Natural-language object grounding data
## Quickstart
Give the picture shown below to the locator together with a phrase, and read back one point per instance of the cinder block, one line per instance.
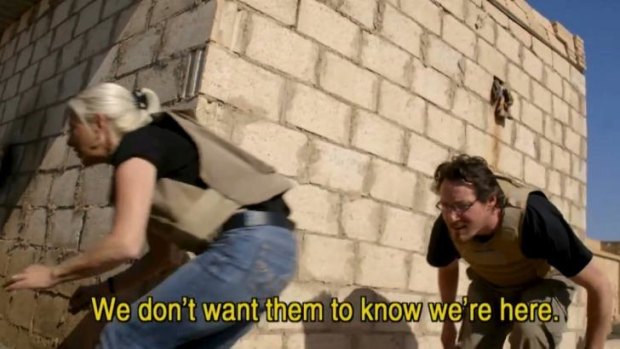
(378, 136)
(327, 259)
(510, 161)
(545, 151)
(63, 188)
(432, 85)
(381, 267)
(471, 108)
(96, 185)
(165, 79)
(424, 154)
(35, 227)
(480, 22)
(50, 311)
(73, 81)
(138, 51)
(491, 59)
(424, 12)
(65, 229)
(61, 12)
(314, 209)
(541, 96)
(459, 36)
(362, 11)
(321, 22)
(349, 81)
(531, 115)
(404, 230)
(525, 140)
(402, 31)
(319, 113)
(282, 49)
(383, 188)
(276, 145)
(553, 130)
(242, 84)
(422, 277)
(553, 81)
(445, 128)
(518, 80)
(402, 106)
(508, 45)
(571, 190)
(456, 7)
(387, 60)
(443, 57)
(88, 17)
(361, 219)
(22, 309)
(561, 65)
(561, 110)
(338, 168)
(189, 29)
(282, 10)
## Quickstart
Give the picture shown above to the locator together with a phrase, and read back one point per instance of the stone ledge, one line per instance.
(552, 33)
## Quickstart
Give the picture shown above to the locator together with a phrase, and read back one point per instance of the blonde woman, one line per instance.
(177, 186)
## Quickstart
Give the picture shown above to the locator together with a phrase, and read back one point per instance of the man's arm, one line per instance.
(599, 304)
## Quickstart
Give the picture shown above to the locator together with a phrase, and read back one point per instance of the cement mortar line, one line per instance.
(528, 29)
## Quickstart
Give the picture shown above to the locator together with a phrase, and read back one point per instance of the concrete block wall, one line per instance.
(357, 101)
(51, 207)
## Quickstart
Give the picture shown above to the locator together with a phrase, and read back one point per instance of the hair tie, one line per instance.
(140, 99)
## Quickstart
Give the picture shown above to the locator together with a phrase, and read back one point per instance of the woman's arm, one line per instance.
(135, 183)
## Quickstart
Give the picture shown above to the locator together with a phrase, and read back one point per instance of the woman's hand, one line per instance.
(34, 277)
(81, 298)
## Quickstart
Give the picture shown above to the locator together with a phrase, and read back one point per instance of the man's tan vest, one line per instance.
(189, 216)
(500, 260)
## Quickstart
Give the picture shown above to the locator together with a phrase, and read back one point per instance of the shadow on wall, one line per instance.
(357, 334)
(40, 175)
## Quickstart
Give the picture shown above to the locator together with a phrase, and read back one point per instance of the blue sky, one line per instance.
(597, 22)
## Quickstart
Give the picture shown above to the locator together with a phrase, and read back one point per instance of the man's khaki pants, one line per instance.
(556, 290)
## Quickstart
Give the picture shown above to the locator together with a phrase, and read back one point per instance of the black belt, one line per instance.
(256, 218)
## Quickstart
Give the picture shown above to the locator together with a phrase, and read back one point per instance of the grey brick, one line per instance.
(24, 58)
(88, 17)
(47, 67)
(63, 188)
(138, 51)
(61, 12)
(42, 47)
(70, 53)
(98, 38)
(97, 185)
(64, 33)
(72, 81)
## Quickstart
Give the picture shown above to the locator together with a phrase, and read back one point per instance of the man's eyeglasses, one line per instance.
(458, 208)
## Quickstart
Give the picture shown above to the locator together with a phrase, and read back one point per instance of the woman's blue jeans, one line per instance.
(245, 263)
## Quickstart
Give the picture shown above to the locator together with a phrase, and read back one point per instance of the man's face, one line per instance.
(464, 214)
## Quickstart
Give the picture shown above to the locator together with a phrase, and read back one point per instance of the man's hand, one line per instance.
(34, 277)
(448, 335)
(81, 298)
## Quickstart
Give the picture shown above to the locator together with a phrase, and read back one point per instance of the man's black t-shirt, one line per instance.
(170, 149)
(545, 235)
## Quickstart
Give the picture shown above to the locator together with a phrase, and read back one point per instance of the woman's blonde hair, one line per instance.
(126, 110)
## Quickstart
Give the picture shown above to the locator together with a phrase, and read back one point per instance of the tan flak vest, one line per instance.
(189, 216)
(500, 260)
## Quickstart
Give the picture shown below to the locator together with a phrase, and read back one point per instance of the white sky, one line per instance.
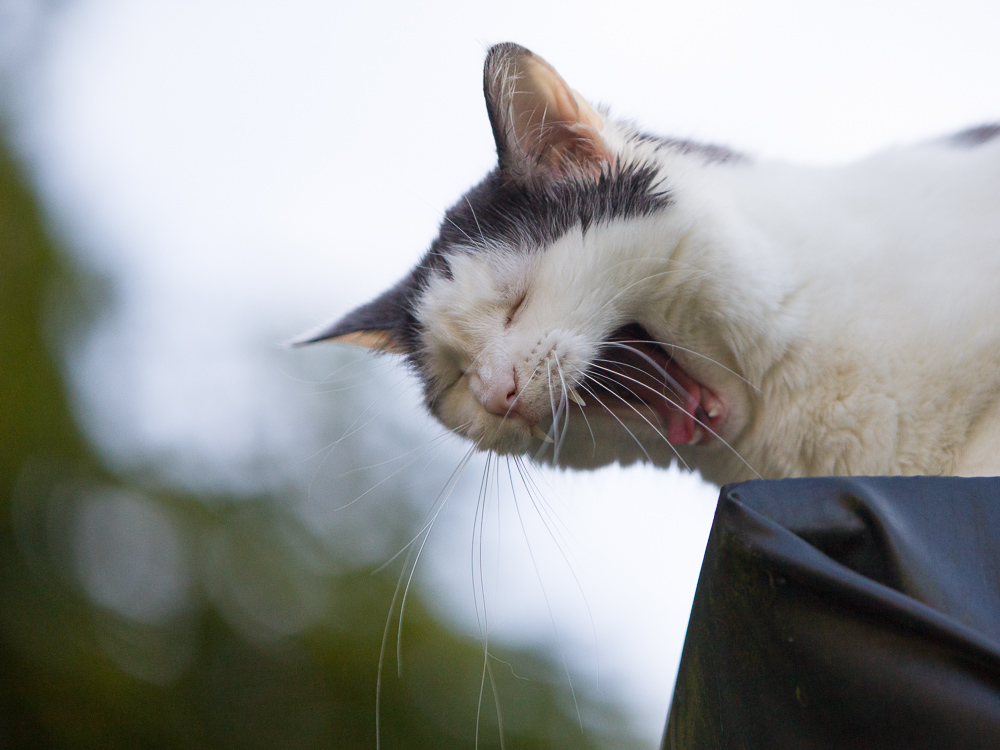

_Prompt_
Copy out the entries exactly as they stand, omitting the images.

_Reply to the task_
## Quickstart
Give the picture shown below to the locator together with a phrase, and read back one point per instance of the cinder block, one line per instance.
(378, 136)
(327, 259)
(510, 161)
(545, 151)
(63, 188)
(432, 85)
(381, 267)
(471, 108)
(96, 185)
(165, 79)
(424, 154)
(35, 227)
(480, 22)
(50, 311)
(73, 81)
(138, 51)
(491, 59)
(424, 12)
(65, 229)
(61, 12)
(314, 209)
(541, 96)
(459, 36)
(362, 11)
(321, 22)
(349, 81)
(531, 115)
(404, 230)
(525, 140)
(402, 31)
(319, 113)
(282, 49)
(383, 188)
(276, 145)
(553, 130)
(242, 84)
(422, 277)
(553, 81)
(445, 128)
(518, 80)
(402, 106)
(508, 45)
(571, 190)
(456, 7)
(387, 60)
(443, 57)
(88, 17)
(361, 219)
(22, 309)
(561, 65)
(561, 110)
(338, 168)
(189, 29)
(282, 10)
## Quickstart
Give the picture shown above to the locator together with a phrase, and read back one point per instance of the stone ledge, one line per instance.
(552, 33)
## Quickstart
Give the picture shown above to the locator together with a phrase, and read back one point per instance of the blonde woman, one line per instance.
(177, 186)
## Quickstart
Give the picture shown above to the locator together with a phrase, and read back one point per instance of the man's arm, one line per instance.
(599, 304)
## Quickstart
Give the picture shown above to the locator together with a phrase, and read back one point per instance of the cement mortar line, one line per instance.
(528, 29)
## Quickstart
Give the picture shown above to the locator together with a phrase, and read back one point per instance of the concrete block wall, one line per instance.
(357, 101)
(51, 207)
## Quickstart
Give the picture shown above to the locator together with a phrase, and read back one point per instance of the hair tie, one line per instance.
(140, 99)
## Quickstart
Give the picture shown above to the locator together with a phrase, and read back one point per instance of the woman's arm, one line per instance.
(135, 183)
## Quickstart
Give the picture shown above to the locator together with a phrase, and read back one point per instance of the woman's hand, one line per instance.
(34, 277)
(81, 298)
## Quickstart
Give the picture shown above to the locator together with a phrase, and read back one point per instance of the man's tan vest, one line per instance.
(189, 216)
(500, 260)
## Quickstart
Give the picture shown above to the locator together with a phrase, and read back one point per instance of the shadow on wall, one line per instance.
(357, 334)
(40, 175)
## Quickstart
Give the picture shown above to the locator together with a phrase, and read back one point per instance of the blue sky, one line per instance.
(597, 22)
## Quickstart
Give the picture shown above to the locator together with a phrase, and read back one point per instance of the man's khaki pants, one line per instance.
(556, 290)
## Quickstart
Give the picture shown above to the locator together with a phrase, and read back one point per instance of the black belt, one line per instance.
(256, 218)
## Quickstart
Give the picture shown above to the locator together with a phrase, and read back one point per instance of the grey brick, one line per instance.
(24, 58)
(88, 17)
(47, 67)
(63, 188)
(138, 51)
(61, 12)
(42, 47)
(70, 53)
(98, 38)
(97, 185)
(64, 33)
(72, 81)
## Quickstart
Give the picture shown above to the locator together with a phrase, and read back one point per instance of the man's eyeglasses, one line per instance.
(458, 208)
## Quickstart
Give the picture shown above to the locator together with a phrase, and read back one point per instance of the woman's blue jeans, one line per instance.
(245, 263)
## Quickstart
Give the picture shown above to the locator together with a phrase, and read back one point per instance of the man's face, one line per instance.
(464, 214)
## Quickstart
Give the picture shown above to the locator together with a phrase, and read back one point per instance of the man's hand, one line per instance.
(34, 277)
(448, 335)
(81, 298)
## Quickstart
Give the picture shown above to the locator together with a phrase, and read back one point per instance of the man's black t-shirt, one line per instance.
(170, 149)
(545, 235)
## Quickstart
Give the picture shown above to the locator together with a phrase, and read back one point per instance of the woman's blonde hair, one line per instance.
(126, 110)
## Quickstart
Give the picture shown above to the locator together with a phrase, and read back one point per instance of the tan flak vest, one line per instance.
(189, 216)
(500, 260)
## Quickstart
Give the picture shown below to the locator together with a phrase, and read back one point per instance of the white sky, one line per instance.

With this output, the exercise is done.